__Written problem__
Copy out the lines below with "Could you please give" swapped for "Please provide" everywhere it occurs and everything else left as is. Omit the pictures.
::: Data to use :::
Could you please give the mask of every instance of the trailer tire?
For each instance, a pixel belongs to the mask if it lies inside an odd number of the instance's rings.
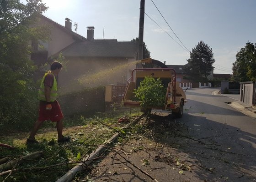
[[[140,111],[143,112],[145,115],[148,115],[151,112],[152,109],[141,109]]]
[[[177,117],[181,117],[183,115],[183,107],[184,107],[184,102],[183,101],[181,100],[181,103],[180,104],[180,107],[179,108],[179,111],[178,112],[175,112],[174,114]]]

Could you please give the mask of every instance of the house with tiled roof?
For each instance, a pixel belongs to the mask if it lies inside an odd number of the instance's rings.
[[[41,43],[43,49],[35,49],[32,59],[43,64],[62,54],[64,69],[58,78],[62,92],[125,83],[136,67],[138,42],[95,39],[93,26],[87,27],[85,38],[72,31],[72,22],[67,18],[65,26],[43,15],[40,19],[39,25],[50,27],[50,40]]]
[[[46,42],[36,40],[32,41],[33,52],[31,59],[35,64],[44,65],[51,57],[65,47],[75,42],[88,41],[83,36],[72,31],[72,22],[66,18],[65,26],[62,26],[49,18],[38,15],[38,21],[32,26],[42,26],[48,29],[50,32],[49,40]]]

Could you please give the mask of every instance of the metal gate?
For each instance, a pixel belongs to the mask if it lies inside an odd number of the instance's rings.
[[[251,86],[245,86],[245,99],[244,103],[247,105],[250,105],[250,97],[251,96]]]

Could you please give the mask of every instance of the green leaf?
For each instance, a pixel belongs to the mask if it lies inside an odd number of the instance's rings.
[[[77,156],[76,156],[76,159],[77,159],[78,161],[79,161],[80,158],[81,158],[81,154],[80,153],[80,152],[79,152],[77,154]]]

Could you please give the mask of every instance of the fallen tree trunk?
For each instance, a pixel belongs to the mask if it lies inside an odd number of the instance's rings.
[[[14,147],[12,147],[11,145],[9,145],[7,144],[5,144],[4,143],[0,143],[0,147],[7,147],[11,149],[14,149],[15,148]]]
[[[12,169],[15,164],[18,162],[21,164],[27,160],[35,159],[43,156],[42,151],[37,151],[31,153],[26,156],[22,156],[21,159],[15,159],[0,165],[0,171],[5,171]]]
[[[5,163],[8,161],[8,159],[7,158],[2,158],[0,159],[0,164],[3,164],[4,163]]]

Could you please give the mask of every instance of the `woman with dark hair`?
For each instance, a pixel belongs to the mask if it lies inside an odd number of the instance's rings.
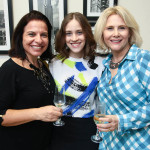
[[[102,57],[96,56],[91,26],[81,13],[64,18],[55,49],[58,55],[50,71],[58,89],[65,87],[65,125],[54,127],[50,150],[97,150],[98,144],[91,141],[91,136],[96,133],[94,96],[103,69]]]
[[[0,68],[3,150],[45,150],[51,138],[50,122],[62,115],[53,106],[55,82],[44,63],[52,58],[51,28],[45,15],[31,11],[14,31],[11,58]]]

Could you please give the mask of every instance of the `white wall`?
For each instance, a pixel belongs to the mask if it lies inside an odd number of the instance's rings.
[[[28,0],[12,0],[13,3],[13,20],[14,27],[20,18],[29,12]],[[127,8],[135,17],[140,26],[140,33],[143,38],[143,49],[150,50],[150,0],[118,0],[118,5]],[[69,12],[83,12],[83,0],[68,0]],[[0,55],[0,66],[9,57],[7,55]]]

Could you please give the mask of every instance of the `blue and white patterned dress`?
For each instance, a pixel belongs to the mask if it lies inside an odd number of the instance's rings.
:::
__Solution for this problem__
Please provide the mask of every instance of the trailer tire?
For each instance, a pixel belongs to the mask if it lies inside an odd number of the instance's rings.
[[[140,111],[143,112],[145,115],[148,115],[151,112],[152,109],[141,109]]]
[[[177,117],[181,117],[183,115],[183,107],[184,107],[184,102],[183,101],[181,100],[181,103],[180,104],[180,107],[179,108],[179,111],[178,112],[175,112],[174,114]]]

Please provide the mask of every instance of the house with tiled roof?
For each instance, a pixel belongs to the mask if it lies inside an odd number of the instance's rings.
[[[41,43],[43,49],[35,49],[32,59],[43,64],[62,54],[64,69],[58,78],[62,92],[125,83],[136,67],[138,42],[95,39],[93,26],[87,27],[85,38],[72,31],[72,22],[67,18],[65,26],[43,15],[40,19],[39,25],[50,27],[50,40]]]
[[[46,42],[36,40],[32,41],[33,52],[31,59],[35,64],[44,65],[51,57],[65,47],[75,42],[88,41],[83,36],[72,31],[72,22],[66,18],[65,26],[62,26],[49,18],[38,15],[38,21],[32,26],[42,26],[48,29],[50,32],[49,40]]]

Please provide the mask of every instance of the metal gate?
For each instance, a pixel belongs to the mask if it lies inside an odd number of the instance's rings.
[[[251,86],[245,86],[245,99],[244,103],[247,105],[250,105],[250,97],[251,96]]]

Please provide the mask of every instance of the green leaf?
For each instance, a pixel belongs to the mask if it lies inside an odd number of the instance's rings.
[[[77,156],[76,156],[76,159],[77,159],[78,161],[79,161],[80,158],[81,158],[81,154],[80,153],[80,152],[79,152],[77,154]]]

Please provide the mask of every instance of the fallen tree trunk?
For each instance, a pixel belongs to the mask if it lies inside an odd number of the instance's rings.
[[[14,147],[12,147],[11,145],[9,145],[7,144],[5,144],[4,143],[0,143],[0,147],[7,147],[11,149],[14,149],[15,148]]]
[[[12,169],[15,164],[18,162],[21,164],[27,160],[35,159],[43,156],[42,151],[37,151],[31,153],[26,156],[22,156],[21,159],[15,159],[0,165],[0,171],[5,171]]]
[[[5,163],[8,161],[8,159],[7,158],[2,158],[0,159],[0,164],[3,164],[4,163]]]

Please provide the mask of every instance of the `woman with dark hair`?
For each instance, a pixel belongs to the mask if it lies inside an odd number of the instance's rings.
[[[102,57],[96,56],[91,26],[81,13],[64,18],[55,49],[58,55],[50,71],[58,89],[65,87],[65,125],[54,127],[50,150],[97,150],[98,144],[91,141],[91,136],[96,133],[94,96],[103,69]]]
[[[0,68],[3,150],[45,150],[51,138],[50,122],[62,115],[53,106],[55,82],[44,63],[52,58],[51,28],[45,15],[31,11],[14,31],[11,58]]]

Please provide the mask of every instance of the `white wall`?
For each instance, a pixel belongs to the mask if it lies inside an odd number of the instance's rings.
[[[28,0],[12,0],[13,3],[13,20],[14,27],[20,18],[29,12]],[[127,8],[135,17],[140,26],[140,33],[143,38],[143,49],[150,50],[150,0],[118,0],[118,5]],[[69,12],[83,12],[83,0],[68,0]],[[0,55],[0,66],[9,57],[7,55]]]

Please provide the mask of every instance of the `blue and white patterned dress`?
For each instance, a pixel belongs to the mask if it lies inside an odd number of the instance's rings.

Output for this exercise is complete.